課題 1 :: 抜粋の①で、国際交渉の争点となっている議題として括弧内に挙げられている項目をすべて列挙せよ。
課題 2 :: 抜粋のうち「①国際的な気候変動交渉におけ」と「候変動対策検討に貢献できた。」の間を、両端を含めて改変せずに再掲せよ。

抜粋 ::
^^^^^^^^
①国際的な気候変動交渉における支援:交渉において争点となっている議題(先進国の緩和策、途上国の緩和策、途上国のNAMAやMRVに関する具体的な手続き、柔軟性メカニズム、先進国の森林吸収源の吸収量カウント方法やREDD+、合意が目指される制度の法形式等)について、必要な情報を収集し各提案を評価することで、我が国の交渉を後方より支援することができた。また、本研究課題の参画者や研究協力者のうち数名は、COPやAWG等の国際交渉会議に政府代表団として出席し、環境省ならびに行政府を支援した。
②気候変動枠組条約の下での交渉が停滞する中でも、多くの国では、エネルギー安全保障等、気候変動以外の目的で、排出削減に資する対策が講じられていることを示すことができた。また、これら国内対策の進展が、中長期的には国際交渉の推進に役立つことを示唆した。
③本研究参画者の多くが、中央環境審議会地球環境部会、その他環境省が担当する検討会、都道府県および自治体レベルでの環境審議会等の委員となっている。そのような会議において、本研究課題で取り上げた主要国の国内動向を取りまとめて得られた知見をふまえた発言を行うことにより、我が国内の気候変動対策検討に貢献できた。
^^^^^^^^
提供記録 ::
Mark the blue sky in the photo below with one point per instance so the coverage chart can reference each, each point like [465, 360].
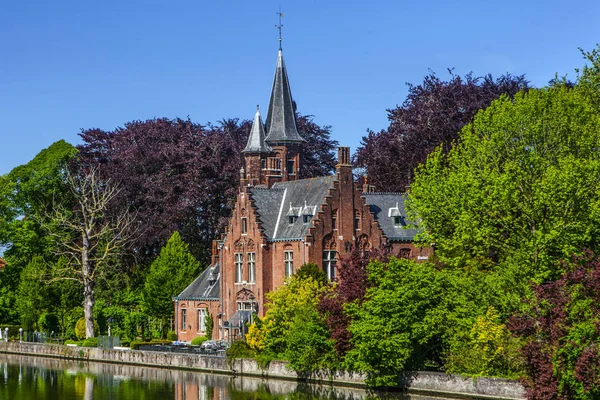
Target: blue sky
^^^^^^^^
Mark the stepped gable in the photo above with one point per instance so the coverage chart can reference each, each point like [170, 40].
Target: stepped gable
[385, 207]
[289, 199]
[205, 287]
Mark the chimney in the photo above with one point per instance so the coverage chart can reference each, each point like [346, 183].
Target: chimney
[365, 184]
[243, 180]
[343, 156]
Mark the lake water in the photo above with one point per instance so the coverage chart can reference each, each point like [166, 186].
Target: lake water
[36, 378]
^^^^^^^^
解答 1 ::
- 先進国の緩和策
- 途上国の緩和策
- 途上国のNAMAやMRVに関する具体的な手続き
- 柔軟性メカニズム
- 先進国の森林吸収源の吸収量カウント方法やREDD+
- 合意が目指される制度の法形式

解答 2 ::
①国際的な気候変動交渉における支援:交渉において争点となっている議題(先進国の緩和策、途上国の緩和策、途上国のNAMAやMRVに関する具体的な手続き、柔軟性メカニズム、先進国の森林吸収源の吸収量カウント方法やREDD+、合意が目指される制度の法形式等)について、必要な情報を収集し各提案を評価することで、我が国の交渉を後方より支援することができた。また、本研究課題の参画者や研究協力者のうち数名は、COPやAWG等の国際交渉会議に政府代表団として出席し、環境省ならびに行政府を支援した。
②気候変動枠組条約の下での交渉が停滞する中でも、多くの国では、エネルギー安全保障等、気候変動以外の目的で、排出削減に資する対策が講じられていることを示すことができた。また、これら国内対策の進展が、中長期的には国際交渉の推進に役立つことを示唆した。
③本研究参画者の多くが、中央環境審議会地球環境部会、その他環境省が担当する検討会、都道府県および自治体レベルでの環境審議会等の委員となっている。そのような会議において、本研究課題で取り上げた主要国の国内動向を取りまとめて得られた知見をふまえた発言を行うことにより、我が国内の気候変動対策検討に貢献できた。